→ **Given exercise**
Copy the data starting at the line that contains "[locate] the manhole" and ending at the line that contains "x=73, y=609", swapping "instance" for "occurrence" and changing nothing else.

→ **Records for the exercise**
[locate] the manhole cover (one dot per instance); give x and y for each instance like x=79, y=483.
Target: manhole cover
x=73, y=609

---

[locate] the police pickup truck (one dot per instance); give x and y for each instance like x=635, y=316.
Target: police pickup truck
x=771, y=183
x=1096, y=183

→ **Answer to this exercise**
[locate] the manhole cover (one dot per occurrence); give x and y for each occurrence like x=79, y=483.
Target: manhole cover
x=73, y=609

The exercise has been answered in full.